§ **DIRECTIONS**
1 - Copy the lines of the records verbatim, starting at the first line of the records and ending at the line that contains "[0, 1054, 147, 1121]", with both of those lines included.
2 - Continue the script for fitting the SOC model from the point where it stops.

§ **TEXT**
++++++++
Example script illustrating how to fit the SOC model

Contents

Note

% This script assumes familiarity with the script that
% illustrates how to fit the CSS model (cssmodel_example.m).

Add code to the MATLAB path

addpath(genpath(fullfile(pwd,'code')));

Load data

% load data from the third dataset
load('dataset03.mat','betamn','betase');

Load stimuli

load('stimuli.mat','images');

Perform stimulus pre-processing (Part 1)

% extract the stimuli we need and then concatenate along the third dimension.
% (note that we fit only the first 99 (out of 156) stimuli;
% this corresponds to what was done in the paper.)
stimulus = images(69+(1:99));
stimulus = cat(3,stimulus{:});
clear images;

% resize the stimuli to 150 x 150 to reduce computational time.
% use single-format to save memory.
temp = zeros(150,150,size(stimulus,3),'single');
for p=1:size(stimulus,3)
  temp(:,:,p) = imresize(single(stimulus(:,:,p)),[150 150],'cubic');
end
stimulus = temp;
clear temp;

% ensure that all values are between 0 and 254.
% rescale values to the range [0,1].
% subtract off the background luminance (0.5).
++++++++
§ **DATA IN THIS EXERCISE**
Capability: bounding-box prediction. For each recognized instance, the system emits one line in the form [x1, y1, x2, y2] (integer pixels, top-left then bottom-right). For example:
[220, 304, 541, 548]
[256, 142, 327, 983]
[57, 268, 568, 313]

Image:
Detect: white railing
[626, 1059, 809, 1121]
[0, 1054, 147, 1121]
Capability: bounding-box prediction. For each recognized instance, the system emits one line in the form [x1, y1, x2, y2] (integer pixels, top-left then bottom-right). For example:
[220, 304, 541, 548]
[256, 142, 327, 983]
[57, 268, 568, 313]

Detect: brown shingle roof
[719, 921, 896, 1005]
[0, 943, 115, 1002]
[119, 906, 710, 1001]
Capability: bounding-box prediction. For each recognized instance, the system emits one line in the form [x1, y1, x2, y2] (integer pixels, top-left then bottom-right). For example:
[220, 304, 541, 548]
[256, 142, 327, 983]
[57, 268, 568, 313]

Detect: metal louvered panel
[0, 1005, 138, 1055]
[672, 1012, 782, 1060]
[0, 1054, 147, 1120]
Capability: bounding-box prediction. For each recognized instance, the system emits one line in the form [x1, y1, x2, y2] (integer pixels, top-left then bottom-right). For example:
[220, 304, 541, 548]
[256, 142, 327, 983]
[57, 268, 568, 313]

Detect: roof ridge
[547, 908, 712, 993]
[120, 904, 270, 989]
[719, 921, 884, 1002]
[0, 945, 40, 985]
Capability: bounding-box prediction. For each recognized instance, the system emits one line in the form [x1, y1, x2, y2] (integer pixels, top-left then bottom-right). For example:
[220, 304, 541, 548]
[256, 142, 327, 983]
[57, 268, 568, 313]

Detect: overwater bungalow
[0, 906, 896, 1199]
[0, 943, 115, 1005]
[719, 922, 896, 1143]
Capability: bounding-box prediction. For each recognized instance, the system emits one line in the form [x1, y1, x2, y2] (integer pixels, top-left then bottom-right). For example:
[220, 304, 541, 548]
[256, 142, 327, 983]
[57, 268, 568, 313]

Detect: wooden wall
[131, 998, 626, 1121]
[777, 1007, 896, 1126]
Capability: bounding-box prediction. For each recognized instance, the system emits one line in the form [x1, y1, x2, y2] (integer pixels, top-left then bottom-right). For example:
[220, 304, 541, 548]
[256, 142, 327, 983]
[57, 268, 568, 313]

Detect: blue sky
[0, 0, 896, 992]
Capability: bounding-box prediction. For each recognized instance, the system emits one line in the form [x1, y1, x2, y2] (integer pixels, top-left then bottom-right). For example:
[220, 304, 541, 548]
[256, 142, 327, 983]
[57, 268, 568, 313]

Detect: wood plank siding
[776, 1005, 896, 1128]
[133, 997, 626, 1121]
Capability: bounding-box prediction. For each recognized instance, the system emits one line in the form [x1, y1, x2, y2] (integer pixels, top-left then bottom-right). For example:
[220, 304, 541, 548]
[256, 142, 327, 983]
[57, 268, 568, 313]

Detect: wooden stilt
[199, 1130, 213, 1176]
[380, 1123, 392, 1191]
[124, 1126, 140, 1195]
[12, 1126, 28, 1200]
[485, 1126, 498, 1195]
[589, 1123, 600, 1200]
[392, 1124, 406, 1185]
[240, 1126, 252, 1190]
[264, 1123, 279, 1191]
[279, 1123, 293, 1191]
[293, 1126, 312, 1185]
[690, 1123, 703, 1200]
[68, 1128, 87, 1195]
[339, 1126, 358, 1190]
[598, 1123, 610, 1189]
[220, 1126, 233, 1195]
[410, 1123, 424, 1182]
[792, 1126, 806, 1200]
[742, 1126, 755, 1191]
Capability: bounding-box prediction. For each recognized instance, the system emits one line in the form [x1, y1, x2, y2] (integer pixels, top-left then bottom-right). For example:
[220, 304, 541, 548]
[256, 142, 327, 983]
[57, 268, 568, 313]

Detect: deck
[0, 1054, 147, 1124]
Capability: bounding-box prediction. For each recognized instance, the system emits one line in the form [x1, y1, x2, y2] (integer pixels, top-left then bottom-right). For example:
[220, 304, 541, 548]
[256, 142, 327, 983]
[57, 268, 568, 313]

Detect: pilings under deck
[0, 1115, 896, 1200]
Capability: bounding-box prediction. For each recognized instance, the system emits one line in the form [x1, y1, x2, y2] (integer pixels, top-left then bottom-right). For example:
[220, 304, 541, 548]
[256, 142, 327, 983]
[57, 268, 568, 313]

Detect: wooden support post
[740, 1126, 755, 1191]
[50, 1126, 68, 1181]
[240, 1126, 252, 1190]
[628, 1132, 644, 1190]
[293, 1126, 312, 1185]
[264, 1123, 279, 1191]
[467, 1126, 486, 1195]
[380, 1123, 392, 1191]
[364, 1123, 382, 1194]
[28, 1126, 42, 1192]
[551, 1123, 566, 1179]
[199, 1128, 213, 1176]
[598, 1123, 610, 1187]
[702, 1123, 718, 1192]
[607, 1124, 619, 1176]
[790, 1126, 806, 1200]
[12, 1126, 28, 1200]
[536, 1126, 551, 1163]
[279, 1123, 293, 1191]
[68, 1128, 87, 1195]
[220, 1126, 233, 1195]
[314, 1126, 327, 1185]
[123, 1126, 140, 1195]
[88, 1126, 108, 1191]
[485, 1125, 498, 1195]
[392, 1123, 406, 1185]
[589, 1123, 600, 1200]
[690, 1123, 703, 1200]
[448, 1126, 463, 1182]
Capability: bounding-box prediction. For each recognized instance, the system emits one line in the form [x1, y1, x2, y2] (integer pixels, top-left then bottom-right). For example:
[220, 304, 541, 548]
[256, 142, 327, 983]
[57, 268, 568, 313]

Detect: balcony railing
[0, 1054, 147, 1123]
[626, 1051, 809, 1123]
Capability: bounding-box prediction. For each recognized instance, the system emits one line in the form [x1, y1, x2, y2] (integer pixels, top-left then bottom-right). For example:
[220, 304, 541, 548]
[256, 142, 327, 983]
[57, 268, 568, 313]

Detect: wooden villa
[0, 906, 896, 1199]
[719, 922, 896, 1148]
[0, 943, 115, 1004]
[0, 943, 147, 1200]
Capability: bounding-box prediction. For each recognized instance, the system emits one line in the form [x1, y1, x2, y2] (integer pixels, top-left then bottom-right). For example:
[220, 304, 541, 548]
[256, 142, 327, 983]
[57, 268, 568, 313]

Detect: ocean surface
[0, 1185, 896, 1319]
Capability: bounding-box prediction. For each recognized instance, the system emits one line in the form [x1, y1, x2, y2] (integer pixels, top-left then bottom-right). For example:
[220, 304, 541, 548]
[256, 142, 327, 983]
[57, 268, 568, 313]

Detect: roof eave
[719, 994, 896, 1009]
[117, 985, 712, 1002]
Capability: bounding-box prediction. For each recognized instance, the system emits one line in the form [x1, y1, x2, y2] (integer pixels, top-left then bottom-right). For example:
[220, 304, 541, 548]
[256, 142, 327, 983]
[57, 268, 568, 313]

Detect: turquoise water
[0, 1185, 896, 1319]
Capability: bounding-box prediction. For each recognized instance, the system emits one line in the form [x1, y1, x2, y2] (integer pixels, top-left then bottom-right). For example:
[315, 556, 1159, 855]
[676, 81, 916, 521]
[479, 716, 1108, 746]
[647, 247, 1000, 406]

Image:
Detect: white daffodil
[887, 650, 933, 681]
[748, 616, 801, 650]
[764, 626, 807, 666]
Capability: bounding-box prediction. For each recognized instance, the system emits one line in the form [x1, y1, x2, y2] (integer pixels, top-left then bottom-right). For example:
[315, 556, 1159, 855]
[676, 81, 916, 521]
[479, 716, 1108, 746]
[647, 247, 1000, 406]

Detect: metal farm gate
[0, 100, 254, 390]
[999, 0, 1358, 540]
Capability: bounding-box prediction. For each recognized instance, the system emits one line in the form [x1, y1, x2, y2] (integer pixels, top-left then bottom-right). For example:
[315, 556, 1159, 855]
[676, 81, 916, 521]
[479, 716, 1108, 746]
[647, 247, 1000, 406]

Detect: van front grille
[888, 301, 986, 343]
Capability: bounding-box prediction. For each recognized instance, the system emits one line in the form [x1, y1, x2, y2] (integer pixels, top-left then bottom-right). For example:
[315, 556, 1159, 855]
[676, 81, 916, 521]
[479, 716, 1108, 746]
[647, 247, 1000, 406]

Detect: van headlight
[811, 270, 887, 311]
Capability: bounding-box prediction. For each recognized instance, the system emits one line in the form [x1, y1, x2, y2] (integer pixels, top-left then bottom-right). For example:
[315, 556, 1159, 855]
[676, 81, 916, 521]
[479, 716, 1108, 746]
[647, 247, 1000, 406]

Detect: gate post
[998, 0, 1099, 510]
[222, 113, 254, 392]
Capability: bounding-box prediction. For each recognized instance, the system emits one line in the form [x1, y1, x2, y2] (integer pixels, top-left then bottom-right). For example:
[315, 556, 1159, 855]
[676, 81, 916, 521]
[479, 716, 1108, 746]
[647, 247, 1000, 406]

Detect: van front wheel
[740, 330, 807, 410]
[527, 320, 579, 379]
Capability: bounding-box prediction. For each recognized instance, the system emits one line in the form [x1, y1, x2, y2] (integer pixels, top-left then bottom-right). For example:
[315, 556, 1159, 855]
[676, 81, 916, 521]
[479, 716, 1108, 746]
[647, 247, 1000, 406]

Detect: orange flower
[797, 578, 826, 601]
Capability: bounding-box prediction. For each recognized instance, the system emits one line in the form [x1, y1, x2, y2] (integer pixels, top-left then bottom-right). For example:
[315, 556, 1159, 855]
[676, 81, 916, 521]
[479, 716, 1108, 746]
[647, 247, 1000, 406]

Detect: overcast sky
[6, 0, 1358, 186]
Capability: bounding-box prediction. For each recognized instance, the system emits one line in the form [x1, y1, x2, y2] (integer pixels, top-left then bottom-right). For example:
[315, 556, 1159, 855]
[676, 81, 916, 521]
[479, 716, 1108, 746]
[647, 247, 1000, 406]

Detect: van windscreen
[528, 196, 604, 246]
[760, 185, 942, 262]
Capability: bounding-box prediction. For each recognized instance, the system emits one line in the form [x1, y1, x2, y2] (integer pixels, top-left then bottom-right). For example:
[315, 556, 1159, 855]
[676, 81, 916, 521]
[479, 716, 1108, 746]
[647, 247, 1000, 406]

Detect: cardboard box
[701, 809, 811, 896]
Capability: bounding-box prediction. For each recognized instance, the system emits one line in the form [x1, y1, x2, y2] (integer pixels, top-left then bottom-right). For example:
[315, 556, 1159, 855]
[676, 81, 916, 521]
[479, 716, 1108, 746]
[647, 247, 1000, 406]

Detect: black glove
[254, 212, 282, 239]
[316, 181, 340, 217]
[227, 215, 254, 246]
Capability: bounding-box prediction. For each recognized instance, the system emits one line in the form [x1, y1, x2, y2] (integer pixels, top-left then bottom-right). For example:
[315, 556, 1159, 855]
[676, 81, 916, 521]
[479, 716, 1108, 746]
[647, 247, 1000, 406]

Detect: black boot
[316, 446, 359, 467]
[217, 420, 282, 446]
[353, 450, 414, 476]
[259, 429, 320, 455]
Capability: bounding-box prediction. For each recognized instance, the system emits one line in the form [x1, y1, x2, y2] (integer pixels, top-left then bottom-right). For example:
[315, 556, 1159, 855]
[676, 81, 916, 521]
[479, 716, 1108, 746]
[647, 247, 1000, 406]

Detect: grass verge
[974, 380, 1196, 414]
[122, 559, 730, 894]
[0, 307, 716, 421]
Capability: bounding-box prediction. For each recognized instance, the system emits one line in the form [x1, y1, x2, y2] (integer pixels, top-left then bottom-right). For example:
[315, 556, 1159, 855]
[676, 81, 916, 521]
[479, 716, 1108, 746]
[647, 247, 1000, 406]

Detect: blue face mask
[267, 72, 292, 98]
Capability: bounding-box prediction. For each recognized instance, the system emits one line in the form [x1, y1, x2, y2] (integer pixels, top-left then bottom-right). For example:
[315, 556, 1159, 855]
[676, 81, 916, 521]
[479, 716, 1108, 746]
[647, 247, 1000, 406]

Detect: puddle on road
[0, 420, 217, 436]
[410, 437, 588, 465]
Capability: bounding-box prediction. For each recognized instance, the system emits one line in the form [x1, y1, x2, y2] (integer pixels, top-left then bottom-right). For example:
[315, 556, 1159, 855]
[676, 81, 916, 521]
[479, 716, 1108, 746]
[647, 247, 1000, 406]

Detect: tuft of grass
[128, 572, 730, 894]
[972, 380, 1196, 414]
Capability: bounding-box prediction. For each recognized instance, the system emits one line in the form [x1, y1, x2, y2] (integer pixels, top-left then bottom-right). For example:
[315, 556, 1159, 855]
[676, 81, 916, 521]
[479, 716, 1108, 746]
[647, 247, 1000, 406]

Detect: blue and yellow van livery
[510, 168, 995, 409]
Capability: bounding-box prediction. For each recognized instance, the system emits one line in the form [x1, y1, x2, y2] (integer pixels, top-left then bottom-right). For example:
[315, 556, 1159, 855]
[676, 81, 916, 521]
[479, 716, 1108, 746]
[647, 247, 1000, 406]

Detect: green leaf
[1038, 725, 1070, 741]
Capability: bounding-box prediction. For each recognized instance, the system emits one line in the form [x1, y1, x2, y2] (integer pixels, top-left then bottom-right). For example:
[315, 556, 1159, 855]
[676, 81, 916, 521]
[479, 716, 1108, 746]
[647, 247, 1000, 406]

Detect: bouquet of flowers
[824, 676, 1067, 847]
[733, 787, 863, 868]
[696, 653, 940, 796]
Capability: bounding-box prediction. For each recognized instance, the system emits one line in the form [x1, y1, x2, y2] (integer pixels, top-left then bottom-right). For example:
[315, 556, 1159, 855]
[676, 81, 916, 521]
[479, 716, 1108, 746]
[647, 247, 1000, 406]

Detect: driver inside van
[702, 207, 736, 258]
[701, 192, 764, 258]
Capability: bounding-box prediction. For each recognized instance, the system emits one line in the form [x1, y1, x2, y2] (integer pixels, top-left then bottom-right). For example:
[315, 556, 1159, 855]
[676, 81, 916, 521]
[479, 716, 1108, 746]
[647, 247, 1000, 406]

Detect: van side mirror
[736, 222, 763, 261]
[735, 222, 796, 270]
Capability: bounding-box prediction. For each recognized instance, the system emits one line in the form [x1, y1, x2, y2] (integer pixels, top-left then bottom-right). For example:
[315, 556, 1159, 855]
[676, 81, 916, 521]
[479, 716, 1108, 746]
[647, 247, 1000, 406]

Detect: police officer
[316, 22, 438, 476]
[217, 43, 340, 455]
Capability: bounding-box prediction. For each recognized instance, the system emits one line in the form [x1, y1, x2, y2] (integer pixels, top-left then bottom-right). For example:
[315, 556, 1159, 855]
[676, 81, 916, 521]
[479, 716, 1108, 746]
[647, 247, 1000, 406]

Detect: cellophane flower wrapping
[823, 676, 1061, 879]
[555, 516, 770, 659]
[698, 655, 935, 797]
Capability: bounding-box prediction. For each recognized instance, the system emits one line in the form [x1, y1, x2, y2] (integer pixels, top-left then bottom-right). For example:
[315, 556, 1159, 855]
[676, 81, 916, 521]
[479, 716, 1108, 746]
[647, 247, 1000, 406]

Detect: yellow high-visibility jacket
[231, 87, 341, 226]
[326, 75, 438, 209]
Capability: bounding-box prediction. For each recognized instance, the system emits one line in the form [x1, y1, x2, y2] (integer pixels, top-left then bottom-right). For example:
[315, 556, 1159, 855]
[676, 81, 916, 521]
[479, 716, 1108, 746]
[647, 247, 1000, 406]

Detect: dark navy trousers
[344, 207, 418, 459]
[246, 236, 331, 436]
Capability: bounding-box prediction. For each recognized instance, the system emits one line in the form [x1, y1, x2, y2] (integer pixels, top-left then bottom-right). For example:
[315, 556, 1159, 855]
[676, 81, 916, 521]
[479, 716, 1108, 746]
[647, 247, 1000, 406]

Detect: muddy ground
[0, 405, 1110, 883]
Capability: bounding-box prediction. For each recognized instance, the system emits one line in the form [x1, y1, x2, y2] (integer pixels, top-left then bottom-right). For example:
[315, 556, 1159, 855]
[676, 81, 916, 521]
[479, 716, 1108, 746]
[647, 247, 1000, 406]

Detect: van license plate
++++++++
§ **TASK-BY-TASK ANSWERS**
1 -
Capability: bounding-box prediction. For each recognized instance, the system emits one line in the form [x1, y1, x2, y2] (integer pixels, top-left then bottom-right). For example:
[220, 304, 541, 548]
[256, 142, 327, 983]
[57, 268, 568, 313]

Image:
Detect: white railing
[626, 1059, 809, 1121]
[0, 1054, 147, 1121]

2 -
% after these steps, all pixel values will be in the
% range [-.5,.5] with the background corresponding to 0.
stimulus(stimulus < 0) = 0;
stimulus(stimulus > 254) = 254;
stimulus = stimulus/254 - 0.5;

% pad the stimulus with zeros (to reduce edge effects).
% the new resolution is 180 x 180 (15-pixel padding on each side).
stimulus = placematrix(zeros(180,180,size(stimulus,3),'single'),stimulus);

% inspect one of the stimuli
figure;
imagesc(stimulus(:,:,100));
axis image tight;
caxis([-.5 .5]);
colormap(gray);
colorbar;
title('Stimulus');

Perform stimulus pre-processing (Part 2)

% thus far, we have performed very basic pre-processing of the stimulus.  now,
% we will proceed to perform more specialized operations that can be considered
% to be a more integral part of the SOC model.  the reason that we consider these
% operations to be "pre-processing" is these operations come before the
% operations that we are primarily concerned with in this example script.
%
% essentially, the goal of this script is to fit certain model parameters; any
% pre-computations we can perform prior to the fitting of these parameters
% will help reduce computational time.

% apply Gabor filters to the stimuli.  filters occur at different positions,
% orientations, and phases.  there are several parameters that govern the
% design of the filters:
%   the number of cycles per image is 37.5*(180/150)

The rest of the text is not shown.